• [DIRECTION]: With the pictures left out, copy the listing below exactly.

═════ RECORD EXCERPTS ═════

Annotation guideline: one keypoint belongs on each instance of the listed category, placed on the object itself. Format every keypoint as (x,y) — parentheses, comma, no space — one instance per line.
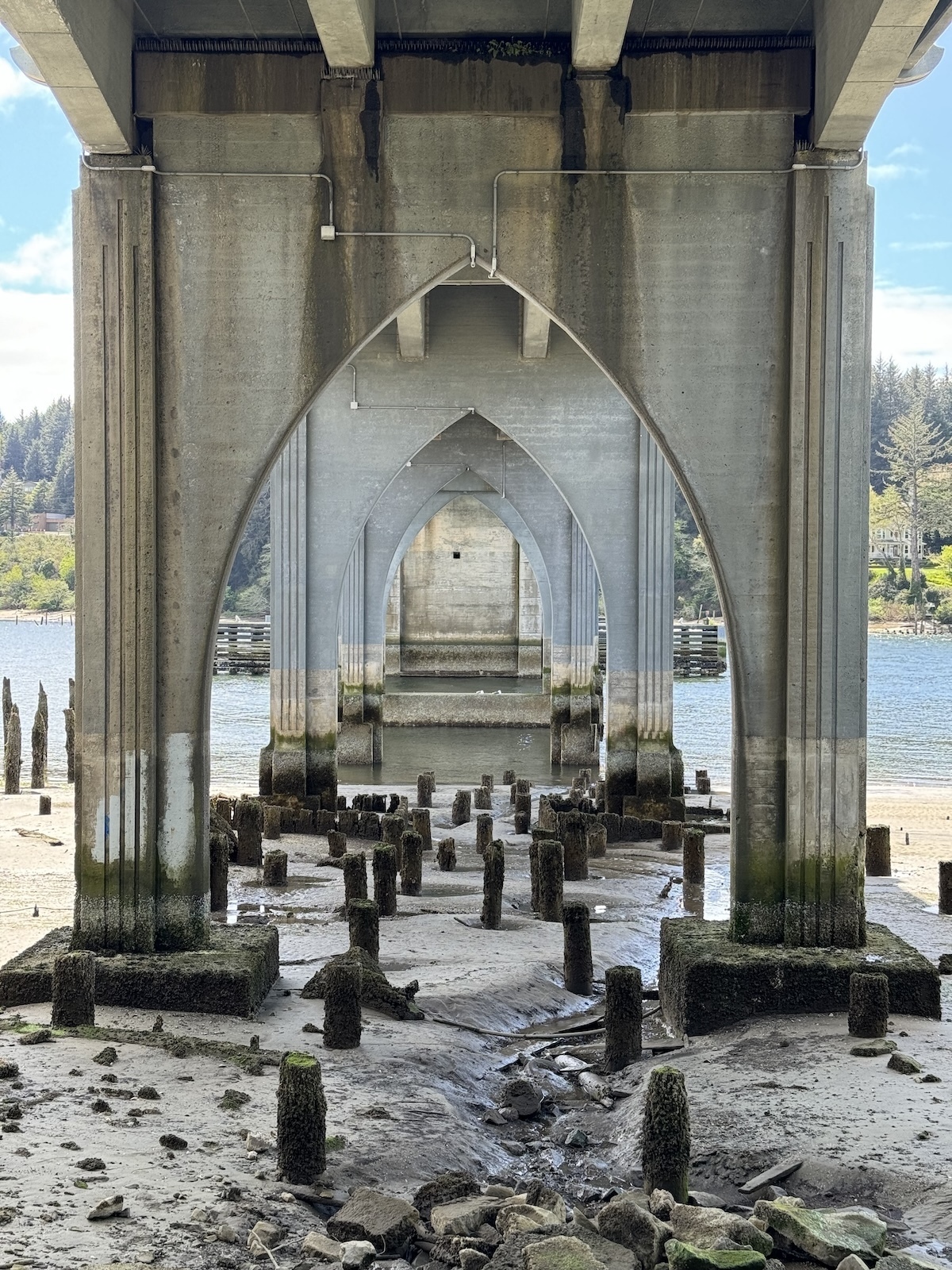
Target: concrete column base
(355,745)
(708,982)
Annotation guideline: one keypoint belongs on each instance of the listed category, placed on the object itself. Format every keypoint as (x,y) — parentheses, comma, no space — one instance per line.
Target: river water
(909,713)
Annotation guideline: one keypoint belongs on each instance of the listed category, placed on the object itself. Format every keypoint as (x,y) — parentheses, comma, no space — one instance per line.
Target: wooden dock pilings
(243,647)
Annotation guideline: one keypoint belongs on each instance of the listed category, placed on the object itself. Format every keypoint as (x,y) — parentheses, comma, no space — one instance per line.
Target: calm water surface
(909,711)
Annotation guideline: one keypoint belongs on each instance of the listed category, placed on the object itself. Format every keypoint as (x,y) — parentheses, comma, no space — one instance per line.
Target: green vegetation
(37,571)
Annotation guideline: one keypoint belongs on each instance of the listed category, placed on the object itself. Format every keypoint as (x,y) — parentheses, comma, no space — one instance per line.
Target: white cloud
(14,86)
(44,260)
(894,171)
(920,247)
(912,324)
(36,349)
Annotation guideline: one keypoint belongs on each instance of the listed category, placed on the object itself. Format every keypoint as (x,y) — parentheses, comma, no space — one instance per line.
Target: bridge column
(289,749)
(829,483)
(579,743)
(141,878)
(641,759)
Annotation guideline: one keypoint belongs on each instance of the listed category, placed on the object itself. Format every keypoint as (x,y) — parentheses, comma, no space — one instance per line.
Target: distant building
(892,546)
(51,522)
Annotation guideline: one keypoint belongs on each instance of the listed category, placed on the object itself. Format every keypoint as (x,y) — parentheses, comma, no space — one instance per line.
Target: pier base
(708,982)
(228,977)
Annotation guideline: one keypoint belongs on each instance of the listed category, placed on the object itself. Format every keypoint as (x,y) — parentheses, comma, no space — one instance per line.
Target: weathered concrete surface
(678,283)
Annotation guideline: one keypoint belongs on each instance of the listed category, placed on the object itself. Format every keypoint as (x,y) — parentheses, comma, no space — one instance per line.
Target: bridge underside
(678,188)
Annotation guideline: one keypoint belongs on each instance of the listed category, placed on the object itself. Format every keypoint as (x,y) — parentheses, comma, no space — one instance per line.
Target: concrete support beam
(84,51)
(535,330)
(861,50)
(412,330)
(347,31)
(289,616)
(118,856)
(598,33)
(829,482)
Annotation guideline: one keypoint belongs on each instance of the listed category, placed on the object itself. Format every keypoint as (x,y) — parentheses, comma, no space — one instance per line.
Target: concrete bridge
(676,194)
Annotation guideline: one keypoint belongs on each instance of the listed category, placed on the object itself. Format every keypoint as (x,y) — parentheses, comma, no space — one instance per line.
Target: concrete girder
(84,51)
(598,33)
(412,330)
(535,330)
(347,31)
(862,48)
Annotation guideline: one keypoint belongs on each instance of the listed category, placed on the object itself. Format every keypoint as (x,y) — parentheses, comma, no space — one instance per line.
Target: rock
(778,1172)
(825,1235)
(524,1098)
(873,1048)
(904,1064)
(321,1248)
(626,1222)
(37,1038)
(112,1206)
(443,1189)
(560,1253)
(543,1197)
(466,1216)
(385,1221)
(852,1263)
(355,1254)
(662,1204)
(526,1218)
(702,1227)
(266,1233)
(685,1257)
(471,1259)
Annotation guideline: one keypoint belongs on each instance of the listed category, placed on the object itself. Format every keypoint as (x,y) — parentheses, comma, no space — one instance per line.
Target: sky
(911,165)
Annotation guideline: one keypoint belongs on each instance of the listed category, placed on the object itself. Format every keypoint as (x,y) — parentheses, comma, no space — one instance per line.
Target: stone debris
(112,1206)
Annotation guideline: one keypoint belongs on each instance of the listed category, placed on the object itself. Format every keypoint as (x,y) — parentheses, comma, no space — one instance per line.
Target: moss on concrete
(708,981)
(232,976)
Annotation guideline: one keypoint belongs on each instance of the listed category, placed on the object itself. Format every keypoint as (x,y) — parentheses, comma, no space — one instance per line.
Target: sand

═════

• [IN RESPONSE]:
Annotation guideline: one keypoint belongs on each instance of the listed category, placed on the object itself. Format every keypoint as (x,y) — parentheses, comma, no space — one instance per line.
Target: concrete column base
(355,745)
(708,982)
Annotation guideline: one keypoint belongs on each instance of the listed category, placed on the object itself. Format every keypoint as (x,y) — parentheses, comma, no space — one instance per line.
Target: river water
(909,713)
Annotation guideline: one keypoint belongs on each instance of the listed category, placed on the object itself. Format every keypoint as (x,y) — parentheses, comma, no space — one instance per line.
Target: wooden dock pilings
(243,647)
Annotation guideline: one keypoint belongs on each instance of the listed category, placed on the object itself. Format every keypoint as (x,y) — parentheses, comma, no space — one instance per line.
Target: calm water surface
(909,711)
Annotation guideline: one keypoint belongs on each instance of the listed category, placed on the object itself. Format every keypoint as (x,y) — parentheses, comma, no space — one instance per line.
Target: green vegetation
(37,571)
Annotation guideline: one keypoint belongs on each instance of the listed category, placed on the object itself. Format every keypoint as (x,y) — parentheses, comma, no space — one instance per line.
Target: white cloud
(14,86)
(44,260)
(894,171)
(920,247)
(912,324)
(36,349)
Annotation guideline: one keypoint belongs on each instance of the listed category, placed on the object itself. Format every keypoint as (x,y) — parentheses, comma, no space — one instance per line.
Target: bridge column
(289,749)
(829,483)
(579,743)
(141,878)
(641,759)
Annotation guideline: one keypoint belongs on each instance of the listed category, placed on the object itself. Format every keypoint as (x,y) — parentheses, comma, no space — one instance per line.
Target: distant building
(892,546)
(51,522)
Annotation guideline: one keypoint belongs on each instance of the listed category, placed on the object itself. Format every keypoint as (x,y) — parentheses, comma, no space — one instance per line.
Target: pier base
(708,982)
(228,977)
Annotation guideline: one keypoint belongs on each instance of the listed category, placed on the object itself. Format every keypoint as (x,y) — parentheses, comma, no space — one instance per line.
Target: weathered concrete surface
(678,283)
Annotation guideline: one keypoint belongs on each instance of the listed category, placed on the object itself. Format every keypoint as (x,y) — parentheses, comma, no space — one instance per line.
Target: bridge underside
(678,188)
Annotation guideline: one keypoint belongs on each instance of the listed category, placed on the object itself. Format every keypoint as (x,y) — parentheses, comma, no space — one instance per line.
Target: concrete support beam
(84,51)
(535,330)
(861,50)
(412,330)
(347,31)
(289,616)
(118,856)
(598,33)
(829,482)
Annotation guideline: one keypoint belongs on each instance of the listed category, placed on the object itself. Format every keypoint as (x,y) — parentheses, comma, no space — one instance per line.
Target: concrete bridge
(676,194)
Annotation guideline: one keypoint belongs on each instance of the listed category, placed on the object itself. Format every keypoint as (x,y) — parentheses, comma, no space — one instance per line.
Target: concrete girder
(84,51)
(598,33)
(412,330)
(535,330)
(347,31)
(862,48)
Annotation guideline: one keypoint belongs on each instance of the listed category, placed on the object itself. Format every keypoint as (x,y) — parentheses, comma, no space — one instance per line.
Target: rock
(778,1172)
(825,1235)
(524,1098)
(873,1048)
(904,1064)
(321,1248)
(626,1222)
(37,1038)
(112,1206)
(443,1189)
(560,1253)
(543,1197)
(466,1216)
(385,1221)
(852,1263)
(355,1254)
(662,1204)
(526,1218)
(702,1227)
(266,1233)
(685,1257)
(471,1259)
Annotation guideline: one keypoint belongs on each instance of the listed category, placed on the object itself. Format every keypoint as (x,y) — parentheses, comma, no space — one instance per line.
Target: sky
(911,165)
Annotation guideline: one keypoint belongs on each instance of the listed category, placed on the object itself. Format every keypoint as (x,y) — parentheses, comma, no space — one instance per line.
Target: stone debris
(112,1206)
Annotation guideline: one keypoint belongs on each instance of the listed category, placed on the object itself. Format every keypoint as (x,y) — parentheses, comma, no space — one instance per line.
Target: moss on concrete
(708,981)
(232,976)
Annotation guideline: one keypoint belongs on each instance of the listed category, placed on the object itself. Format every keypoint as (x,y) — parentheses, comma, no space — one instance per line.
Target: sand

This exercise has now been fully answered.